[Written instruction] Copy the listing from its first line through the line that reads "x=582 y=191", keeping the requests. Shift each answer point by adding 46 to both its x and y coordinates, and leave the sample points in the requests unchanged.
## Begin
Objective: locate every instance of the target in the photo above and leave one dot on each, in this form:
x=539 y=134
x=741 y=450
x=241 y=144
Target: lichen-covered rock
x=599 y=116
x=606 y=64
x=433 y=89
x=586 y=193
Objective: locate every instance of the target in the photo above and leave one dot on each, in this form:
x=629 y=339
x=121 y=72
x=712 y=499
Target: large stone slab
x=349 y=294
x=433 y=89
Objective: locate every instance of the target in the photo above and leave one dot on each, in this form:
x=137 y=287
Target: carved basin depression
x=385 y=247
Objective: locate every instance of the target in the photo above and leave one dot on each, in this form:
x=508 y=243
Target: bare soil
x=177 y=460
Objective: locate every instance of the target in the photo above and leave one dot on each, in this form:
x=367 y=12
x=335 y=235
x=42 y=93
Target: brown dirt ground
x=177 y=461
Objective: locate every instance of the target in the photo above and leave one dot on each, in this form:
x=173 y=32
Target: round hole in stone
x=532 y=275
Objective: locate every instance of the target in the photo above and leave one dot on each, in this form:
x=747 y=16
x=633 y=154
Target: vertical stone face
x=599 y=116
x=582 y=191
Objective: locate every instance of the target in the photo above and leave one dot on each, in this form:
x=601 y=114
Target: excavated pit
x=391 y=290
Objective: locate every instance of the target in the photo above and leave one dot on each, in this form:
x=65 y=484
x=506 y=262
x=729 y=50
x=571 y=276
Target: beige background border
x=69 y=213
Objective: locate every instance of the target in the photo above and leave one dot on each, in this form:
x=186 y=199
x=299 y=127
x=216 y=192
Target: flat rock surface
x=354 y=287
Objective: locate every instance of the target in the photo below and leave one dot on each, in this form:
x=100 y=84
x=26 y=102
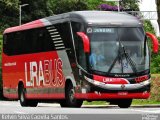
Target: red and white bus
x=77 y=56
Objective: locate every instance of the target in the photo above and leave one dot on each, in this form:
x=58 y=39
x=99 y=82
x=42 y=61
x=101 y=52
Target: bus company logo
x=107 y=80
x=44 y=73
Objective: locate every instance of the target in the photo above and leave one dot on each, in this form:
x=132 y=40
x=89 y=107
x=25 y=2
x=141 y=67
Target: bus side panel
x=41 y=73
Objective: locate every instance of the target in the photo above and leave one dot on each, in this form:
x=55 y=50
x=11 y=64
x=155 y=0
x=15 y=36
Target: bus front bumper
x=119 y=95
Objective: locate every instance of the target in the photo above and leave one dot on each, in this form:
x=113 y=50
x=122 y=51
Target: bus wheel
x=23 y=101
x=70 y=100
x=126 y=103
x=22 y=97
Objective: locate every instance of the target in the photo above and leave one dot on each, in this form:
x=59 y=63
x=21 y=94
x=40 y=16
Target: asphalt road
x=86 y=112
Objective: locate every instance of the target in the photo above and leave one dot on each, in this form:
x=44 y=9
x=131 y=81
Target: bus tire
x=32 y=103
x=70 y=101
x=125 y=103
x=22 y=97
x=23 y=100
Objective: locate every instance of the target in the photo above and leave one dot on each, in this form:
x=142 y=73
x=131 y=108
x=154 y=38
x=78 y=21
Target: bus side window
x=81 y=57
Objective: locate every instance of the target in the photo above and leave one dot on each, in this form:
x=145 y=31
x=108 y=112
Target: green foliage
x=36 y=9
x=148 y=27
x=62 y=6
x=155 y=58
x=0 y=68
x=9 y=13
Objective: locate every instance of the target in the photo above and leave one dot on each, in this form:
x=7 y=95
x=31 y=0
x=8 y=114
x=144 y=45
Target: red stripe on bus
x=46 y=96
x=94 y=96
x=30 y=25
x=109 y=80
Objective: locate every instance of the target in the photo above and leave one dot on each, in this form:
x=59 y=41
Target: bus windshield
x=118 y=50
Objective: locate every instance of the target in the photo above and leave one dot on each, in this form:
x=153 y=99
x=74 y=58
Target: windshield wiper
x=121 y=52
x=128 y=58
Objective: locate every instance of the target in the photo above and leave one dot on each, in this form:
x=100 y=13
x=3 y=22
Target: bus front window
x=118 y=50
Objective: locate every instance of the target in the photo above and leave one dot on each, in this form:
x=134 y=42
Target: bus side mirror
x=85 y=40
x=154 y=41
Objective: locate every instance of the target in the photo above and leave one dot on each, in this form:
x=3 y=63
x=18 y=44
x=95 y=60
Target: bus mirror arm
x=85 y=40
x=154 y=41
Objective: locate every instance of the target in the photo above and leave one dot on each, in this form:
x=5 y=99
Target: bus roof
x=88 y=17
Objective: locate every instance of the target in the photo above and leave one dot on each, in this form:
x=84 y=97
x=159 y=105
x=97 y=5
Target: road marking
x=18 y=112
x=147 y=111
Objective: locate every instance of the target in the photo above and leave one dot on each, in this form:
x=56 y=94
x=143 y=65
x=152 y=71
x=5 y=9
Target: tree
x=9 y=14
x=62 y=6
x=158 y=11
x=35 y=10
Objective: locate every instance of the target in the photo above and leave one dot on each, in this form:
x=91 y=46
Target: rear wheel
x=70 y=100
x=22 y=97
x=125 y=103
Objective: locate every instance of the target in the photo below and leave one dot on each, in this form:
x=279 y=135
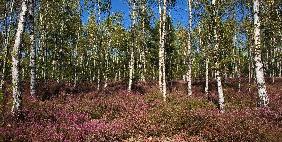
## End
[Right answer]
Objective: locate every instance of the target in the photo above and leave one dot on each, in this form:
x=539 y=134
x=741 y=450
x=241 y=144
Target: lichen-covered rock
x=645 y=162
x=652 y=110
x=479 y=135
x=632 y=239
Objective: locate every instance of the target in the photo above and leave one dot on each, in this form:
x=629 y=339
x=121 y=72
x=712 y=499
Target: large stone slab
x=395 y=340
x=479 y=135
Objective: locate every instance of the target in the photo above and leave one dot on each, in this form:
x=137 y=287
Target: carved basin depression
x=431 y=293
Objective: locate every instance of the target in the photo above and leave one dot on each, in this form:
x=508 y=243
Target: bare soil
x=223 y=506
Objective: locate every instance of the target in the photo above and leave one dot on each, in this form:
x=367 y=12
x=335 y=235
x=42 y=93
Target: brown dirt ground
x=223 y=507
Objective: locate every instance of the target in the photo above and leave one dot on each, in this form:
x=173 y=32
Target: round hole in stone
x=578 y=321
Objective: locate every instance of the target in the photo above and leave one dot on each, in this form:
x=747 y=16
x=633 y=154
Target: vertical stone face
x=645 y=162
x=628 y=237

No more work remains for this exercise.